*GIVEN TASK:*
Reproduce each of the following entries verbatim, preserving every line without alteration.

** START INPUT DATA **

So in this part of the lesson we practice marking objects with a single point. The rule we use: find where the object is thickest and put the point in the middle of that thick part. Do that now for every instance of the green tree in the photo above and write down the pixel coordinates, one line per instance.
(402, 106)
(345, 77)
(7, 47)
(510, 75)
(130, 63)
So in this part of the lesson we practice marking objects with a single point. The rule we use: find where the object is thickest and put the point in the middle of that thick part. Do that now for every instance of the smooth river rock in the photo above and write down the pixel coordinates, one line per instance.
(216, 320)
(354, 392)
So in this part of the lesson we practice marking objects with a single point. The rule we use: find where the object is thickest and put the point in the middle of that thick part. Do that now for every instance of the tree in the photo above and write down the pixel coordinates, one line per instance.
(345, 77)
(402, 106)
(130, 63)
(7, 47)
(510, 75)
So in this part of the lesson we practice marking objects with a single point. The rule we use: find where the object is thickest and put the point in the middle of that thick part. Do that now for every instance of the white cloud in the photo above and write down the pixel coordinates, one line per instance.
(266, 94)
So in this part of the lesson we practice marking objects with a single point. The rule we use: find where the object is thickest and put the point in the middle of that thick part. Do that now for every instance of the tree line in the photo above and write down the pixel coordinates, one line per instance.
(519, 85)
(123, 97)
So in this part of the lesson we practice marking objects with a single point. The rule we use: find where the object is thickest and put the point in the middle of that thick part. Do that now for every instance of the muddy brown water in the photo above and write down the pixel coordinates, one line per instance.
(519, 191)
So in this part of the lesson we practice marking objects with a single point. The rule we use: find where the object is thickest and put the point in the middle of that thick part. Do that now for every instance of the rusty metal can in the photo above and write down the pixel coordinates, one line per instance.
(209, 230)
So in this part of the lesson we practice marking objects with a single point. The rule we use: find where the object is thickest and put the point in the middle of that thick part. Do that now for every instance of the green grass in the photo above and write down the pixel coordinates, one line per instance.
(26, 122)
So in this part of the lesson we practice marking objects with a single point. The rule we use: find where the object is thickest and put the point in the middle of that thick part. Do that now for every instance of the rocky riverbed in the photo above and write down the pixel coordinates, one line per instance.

** END INPUT DATA **

*RESULT OF THE EXERCISE:*
So in this part of the lesson we practice marking objects with a single point. The rule we use: find where the object is thickest and put the point in the middle of that thick part. Do that now for every instance of the green tree in the photo above and write down the pixel coordinates, one line per instance.
(402, 106)
(345, 77)
(7, 47)
(510, 75)
(130, 63)
So in this part of the lesson we practice marking objects with a single point. The rule we use: find where the object is thickest and put the point in the middle of that thick part. Do that now for every instance of the smooth river rock in the photo above and write down the pixel coordinates, one line per instance.
(216, 320)
(354, 392)
So in this part of the lesson we practice marking objects with a single point. The rule we use: find where the object is thickest and put the point in the middle of that thick part. Do that now for every instance of the tree in the photo above and write down the pixel coordinates, one line per instance.
(345, 77)
(402, 106)
(130, 63)
(7, 47)
(510, 75)
So in this part of the lesson we practice marking objects with a single point. The rule we use: find where the object is thickest and put the point in the middle of that thick part. Do that now for every instance of the white cloud in the photo above and write down the pixel coordinates, one line per instance.
(266, 94)
So in this part of the lesson we practice marking objects with a single point. The rule we use: find where the object is thickest and put the point in the middle of that thick part. Do that now for every instance of the tree line in the photo above and write down the pixel coordinates, one line per instance.
(519, 85)
(123, 97)
So in this part of the lesson we practice marking objects with a single point. The rule we use: find where the object is thickest and put the point in the middle of that thick part. Do that now for every instance of the muddy brown water in the photo above and write down the pixel coordinates, one line per instance.
(519, 191)
So in this part of the lesson we practice marking objects with a single point. The rule we use: find where the object is thickest and put the point in the middle of that thick part. Do that now for every instance of the rusty metal can in the photo above and write down the pixel coordinates, one line per instance.
(209, 230)
So in this part of the lesson we practice marking objects with a single point. The rule we use: find where the object is thickest and put the point in the middle of that thick part. Do that now for every instance of the green grass in the photo above and write down the pixel coordinates, one line per instance.
(26, 122)
So in this part of the lesson we practice marking objects with a single point. The rule we use: find where the object is thickest and put the point in the middle of that thick part. Do that now for every instance of the rocky riverbed in the photo above and write down the pixel coordinates, one line per instance.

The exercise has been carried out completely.